• Aim 1: In the forum thread about the new Harley, list the usernames of all members who replied to ThaMule and whose reply text is shown.
• Aim 2: Please continue the forum thread about the new Harley from the point where it stops.

• Text provided:

# Got a new toy



## ThaMule (Jan 26, 2010)

As a graduation present to myself for all my hard work to get through nursing school I went out and bought a harley!


----------



## jprzr (May 1, 2011)

That's a nice softail man. Can't wait till I can get another one 


Rather be MUDDIN then using Tapatalk


----------



## Stimpy (Jan 26, 2012)

Awesome, a Harley is on my wish list but I'll keep puttin on my old shadow fer now.




100 things to do and wasting time on tapatalk!!!


----------



## JPs300 (Mar 23, 2011)

NICE! - great lookin' ride man! Killer stance & the over-all styling really flows together nicely. 


Congrats on graduating as well!


----------



## 2010Bruterider (Jun 20, 2010)

Congratulations on graduating. Its no small feat. That Harley is saaweeeet!! I love the bobber look. That first pic is awesome. Enjoy your new profession and that super nice ride.

----that is all---


----------



## CRAZYCRACKAZ71 (Oct 8, 2011)

Items from a dataset:
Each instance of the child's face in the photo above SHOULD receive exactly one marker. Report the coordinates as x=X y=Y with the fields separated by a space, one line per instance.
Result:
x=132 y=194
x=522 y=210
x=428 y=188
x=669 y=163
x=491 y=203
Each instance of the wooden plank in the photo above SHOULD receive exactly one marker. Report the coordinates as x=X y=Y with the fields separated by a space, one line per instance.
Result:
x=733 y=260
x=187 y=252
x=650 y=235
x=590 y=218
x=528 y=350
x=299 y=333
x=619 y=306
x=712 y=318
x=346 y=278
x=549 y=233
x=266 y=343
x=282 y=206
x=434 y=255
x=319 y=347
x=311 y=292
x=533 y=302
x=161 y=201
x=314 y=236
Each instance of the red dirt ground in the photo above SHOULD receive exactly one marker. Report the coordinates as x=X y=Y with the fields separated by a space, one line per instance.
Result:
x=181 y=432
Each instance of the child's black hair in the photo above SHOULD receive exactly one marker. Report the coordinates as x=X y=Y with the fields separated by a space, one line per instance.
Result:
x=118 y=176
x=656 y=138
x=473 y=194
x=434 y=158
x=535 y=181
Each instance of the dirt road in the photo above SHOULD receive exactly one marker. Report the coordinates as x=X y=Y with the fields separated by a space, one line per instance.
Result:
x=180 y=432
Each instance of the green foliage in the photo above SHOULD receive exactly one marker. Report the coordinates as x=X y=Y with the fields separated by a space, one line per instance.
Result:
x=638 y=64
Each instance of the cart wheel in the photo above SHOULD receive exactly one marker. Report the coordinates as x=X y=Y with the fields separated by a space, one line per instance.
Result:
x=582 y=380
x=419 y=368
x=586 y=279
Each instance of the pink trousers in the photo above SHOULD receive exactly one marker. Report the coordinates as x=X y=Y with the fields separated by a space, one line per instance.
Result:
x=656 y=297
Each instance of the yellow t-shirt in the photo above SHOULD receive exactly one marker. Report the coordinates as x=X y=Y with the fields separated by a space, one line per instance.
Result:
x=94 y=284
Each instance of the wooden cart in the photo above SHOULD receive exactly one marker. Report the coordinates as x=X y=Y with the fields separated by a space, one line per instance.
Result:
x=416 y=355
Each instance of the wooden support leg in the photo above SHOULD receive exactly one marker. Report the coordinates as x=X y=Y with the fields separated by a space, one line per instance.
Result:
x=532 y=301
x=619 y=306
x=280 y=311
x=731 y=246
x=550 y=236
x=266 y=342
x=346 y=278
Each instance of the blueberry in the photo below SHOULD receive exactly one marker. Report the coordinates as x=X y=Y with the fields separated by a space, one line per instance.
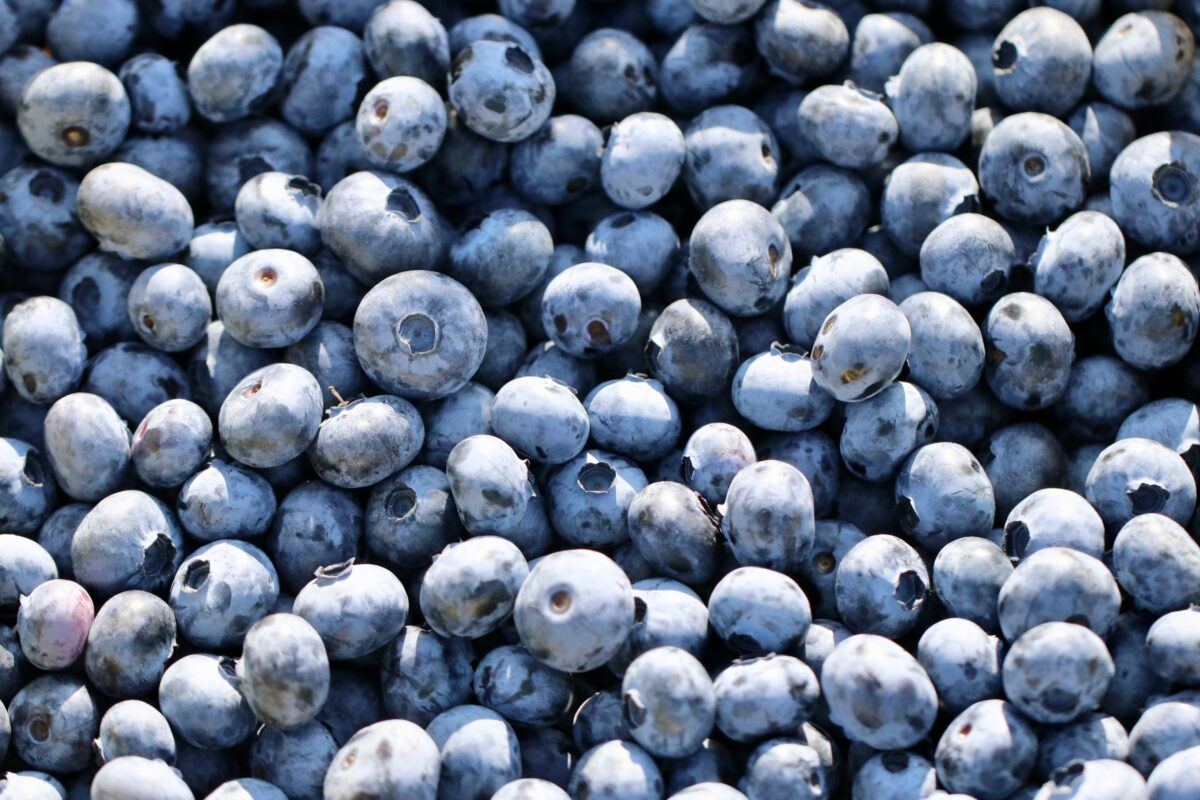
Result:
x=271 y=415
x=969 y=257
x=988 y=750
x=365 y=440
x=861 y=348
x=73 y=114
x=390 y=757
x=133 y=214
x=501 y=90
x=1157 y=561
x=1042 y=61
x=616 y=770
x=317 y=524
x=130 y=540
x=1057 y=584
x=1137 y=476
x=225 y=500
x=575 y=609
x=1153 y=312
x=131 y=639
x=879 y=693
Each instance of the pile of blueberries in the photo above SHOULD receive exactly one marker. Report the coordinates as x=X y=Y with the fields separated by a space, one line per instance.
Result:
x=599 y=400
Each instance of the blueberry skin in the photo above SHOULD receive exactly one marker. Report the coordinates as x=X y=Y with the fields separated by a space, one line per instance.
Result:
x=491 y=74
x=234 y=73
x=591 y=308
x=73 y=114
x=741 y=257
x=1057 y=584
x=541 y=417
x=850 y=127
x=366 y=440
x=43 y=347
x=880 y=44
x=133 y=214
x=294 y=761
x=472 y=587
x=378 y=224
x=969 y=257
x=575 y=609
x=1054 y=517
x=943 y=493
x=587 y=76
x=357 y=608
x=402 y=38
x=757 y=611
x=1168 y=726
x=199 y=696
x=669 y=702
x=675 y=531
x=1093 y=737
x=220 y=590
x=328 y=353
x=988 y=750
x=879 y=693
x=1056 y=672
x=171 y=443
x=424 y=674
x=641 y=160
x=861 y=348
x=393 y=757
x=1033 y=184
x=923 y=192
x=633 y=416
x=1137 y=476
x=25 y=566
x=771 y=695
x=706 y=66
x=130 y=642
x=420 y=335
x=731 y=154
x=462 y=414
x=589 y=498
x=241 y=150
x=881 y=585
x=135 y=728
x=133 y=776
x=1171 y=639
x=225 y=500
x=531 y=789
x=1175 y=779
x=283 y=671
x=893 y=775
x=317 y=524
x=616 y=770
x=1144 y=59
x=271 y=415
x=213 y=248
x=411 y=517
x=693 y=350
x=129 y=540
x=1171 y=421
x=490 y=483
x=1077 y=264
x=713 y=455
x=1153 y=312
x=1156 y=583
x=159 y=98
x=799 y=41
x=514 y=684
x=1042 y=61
...
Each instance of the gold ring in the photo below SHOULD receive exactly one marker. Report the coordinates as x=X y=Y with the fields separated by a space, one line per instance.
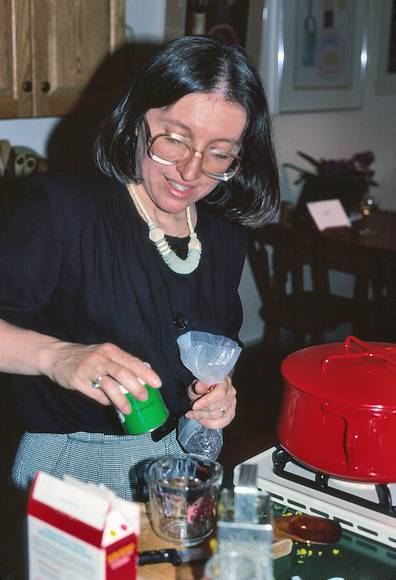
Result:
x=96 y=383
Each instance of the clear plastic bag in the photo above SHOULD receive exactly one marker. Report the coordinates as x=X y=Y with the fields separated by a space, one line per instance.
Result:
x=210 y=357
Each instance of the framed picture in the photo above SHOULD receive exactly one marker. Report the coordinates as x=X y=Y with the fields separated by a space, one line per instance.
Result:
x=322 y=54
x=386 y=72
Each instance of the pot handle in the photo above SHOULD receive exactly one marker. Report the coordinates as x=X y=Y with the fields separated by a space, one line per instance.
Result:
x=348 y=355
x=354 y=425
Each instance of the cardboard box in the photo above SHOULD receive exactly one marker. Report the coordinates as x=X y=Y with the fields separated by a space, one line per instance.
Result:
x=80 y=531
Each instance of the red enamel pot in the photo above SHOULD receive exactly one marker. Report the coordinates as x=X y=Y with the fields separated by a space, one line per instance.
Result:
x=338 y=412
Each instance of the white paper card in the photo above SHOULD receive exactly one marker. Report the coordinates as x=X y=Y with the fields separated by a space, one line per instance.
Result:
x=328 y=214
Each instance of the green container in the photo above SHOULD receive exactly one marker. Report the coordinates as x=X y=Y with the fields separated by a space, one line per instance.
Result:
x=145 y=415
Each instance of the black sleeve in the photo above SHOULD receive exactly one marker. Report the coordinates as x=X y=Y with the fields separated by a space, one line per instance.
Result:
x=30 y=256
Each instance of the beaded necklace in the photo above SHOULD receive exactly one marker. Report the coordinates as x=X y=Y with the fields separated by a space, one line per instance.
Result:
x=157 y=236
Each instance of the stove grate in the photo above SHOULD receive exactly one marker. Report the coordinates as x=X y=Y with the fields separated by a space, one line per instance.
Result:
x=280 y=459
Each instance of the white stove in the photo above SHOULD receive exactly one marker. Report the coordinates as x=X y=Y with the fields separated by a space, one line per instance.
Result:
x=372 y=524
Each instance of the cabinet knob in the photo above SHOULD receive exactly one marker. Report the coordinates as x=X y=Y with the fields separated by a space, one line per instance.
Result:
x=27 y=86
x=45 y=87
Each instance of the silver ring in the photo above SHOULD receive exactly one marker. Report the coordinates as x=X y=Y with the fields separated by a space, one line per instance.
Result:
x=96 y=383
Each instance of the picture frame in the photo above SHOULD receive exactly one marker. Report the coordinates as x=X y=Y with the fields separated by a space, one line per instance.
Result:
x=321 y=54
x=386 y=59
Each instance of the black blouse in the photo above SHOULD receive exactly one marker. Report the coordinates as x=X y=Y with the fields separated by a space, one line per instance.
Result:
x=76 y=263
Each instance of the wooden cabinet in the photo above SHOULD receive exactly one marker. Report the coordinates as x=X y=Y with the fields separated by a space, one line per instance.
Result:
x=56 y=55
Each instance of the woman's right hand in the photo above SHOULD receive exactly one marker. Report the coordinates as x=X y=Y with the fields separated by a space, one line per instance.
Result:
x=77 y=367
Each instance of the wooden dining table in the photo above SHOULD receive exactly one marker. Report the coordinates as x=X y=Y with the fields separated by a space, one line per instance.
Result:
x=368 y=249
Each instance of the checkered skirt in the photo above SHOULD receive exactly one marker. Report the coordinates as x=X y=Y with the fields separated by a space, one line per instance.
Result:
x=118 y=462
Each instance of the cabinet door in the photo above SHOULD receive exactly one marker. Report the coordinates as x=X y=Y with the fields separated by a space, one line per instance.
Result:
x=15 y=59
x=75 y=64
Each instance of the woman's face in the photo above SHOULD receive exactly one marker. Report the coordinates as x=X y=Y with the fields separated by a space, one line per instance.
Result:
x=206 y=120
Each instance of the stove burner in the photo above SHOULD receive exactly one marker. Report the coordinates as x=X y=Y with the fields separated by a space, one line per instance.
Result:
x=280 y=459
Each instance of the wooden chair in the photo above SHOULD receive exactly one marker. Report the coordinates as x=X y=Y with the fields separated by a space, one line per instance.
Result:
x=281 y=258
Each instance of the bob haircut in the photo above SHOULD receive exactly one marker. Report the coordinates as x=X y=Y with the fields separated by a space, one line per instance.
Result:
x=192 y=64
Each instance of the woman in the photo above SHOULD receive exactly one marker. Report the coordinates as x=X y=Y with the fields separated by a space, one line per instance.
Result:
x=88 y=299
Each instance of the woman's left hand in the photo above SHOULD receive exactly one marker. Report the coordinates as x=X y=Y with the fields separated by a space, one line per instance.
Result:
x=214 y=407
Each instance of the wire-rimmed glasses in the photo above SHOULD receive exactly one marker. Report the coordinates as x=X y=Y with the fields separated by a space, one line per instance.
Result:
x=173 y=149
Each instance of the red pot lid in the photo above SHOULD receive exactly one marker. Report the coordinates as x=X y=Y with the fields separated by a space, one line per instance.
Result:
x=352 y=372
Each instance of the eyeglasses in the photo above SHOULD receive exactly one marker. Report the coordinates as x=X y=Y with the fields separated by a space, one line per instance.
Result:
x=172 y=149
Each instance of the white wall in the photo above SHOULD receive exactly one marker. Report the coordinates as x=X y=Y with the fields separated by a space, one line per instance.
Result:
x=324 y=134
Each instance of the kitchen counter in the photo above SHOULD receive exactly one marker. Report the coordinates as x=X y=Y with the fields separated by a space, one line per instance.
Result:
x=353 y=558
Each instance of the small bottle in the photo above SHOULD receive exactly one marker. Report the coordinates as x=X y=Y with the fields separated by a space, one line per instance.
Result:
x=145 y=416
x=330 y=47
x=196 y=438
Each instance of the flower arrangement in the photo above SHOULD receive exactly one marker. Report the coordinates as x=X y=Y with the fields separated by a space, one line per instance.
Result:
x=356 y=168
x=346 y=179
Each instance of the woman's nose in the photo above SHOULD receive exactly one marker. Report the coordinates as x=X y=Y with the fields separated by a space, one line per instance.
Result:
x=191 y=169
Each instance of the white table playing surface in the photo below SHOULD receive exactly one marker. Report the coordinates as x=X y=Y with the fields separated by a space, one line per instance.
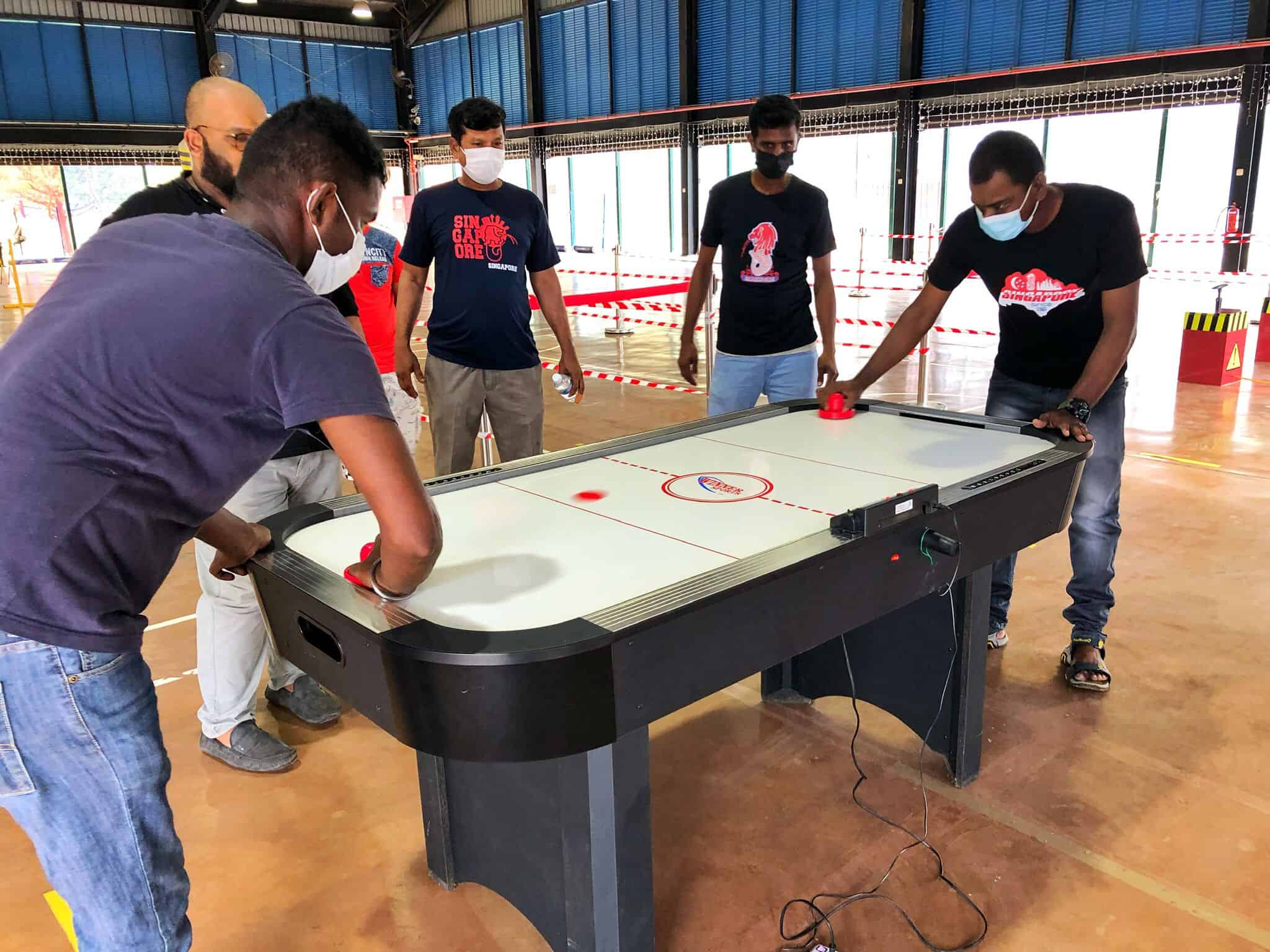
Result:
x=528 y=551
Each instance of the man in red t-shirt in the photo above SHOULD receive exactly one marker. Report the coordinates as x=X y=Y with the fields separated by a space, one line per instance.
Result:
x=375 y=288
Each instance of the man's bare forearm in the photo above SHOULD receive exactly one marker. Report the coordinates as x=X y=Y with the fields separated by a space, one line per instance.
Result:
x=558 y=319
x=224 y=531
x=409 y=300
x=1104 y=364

• Task answer 1: jprzr, Stimpy, JPs300, 2010Bruterider

• Task answer 2:
ThaMule said:


> As a graduation present to myself for all my hard work to get through nursing school I went out and bought a harley!


That's a sweet Harley. 


Sippin cold beer and going deep!!!!


----------



## dodge2500 (Jan 3, 2013)

*that a real nice bike*


----------



## Ole Nasty (Jul 7, 2012)

Thats a sweet ride man!


----------



## Polaris425 (Dec 16, 2004)

Nice! & congrats


----------



## walker (Apr 5, 2009)

I like your taste !! Sweet ride


----------



## brutemike (Mar 23, 2010)

Nice ride and watch out for the retards out on the road.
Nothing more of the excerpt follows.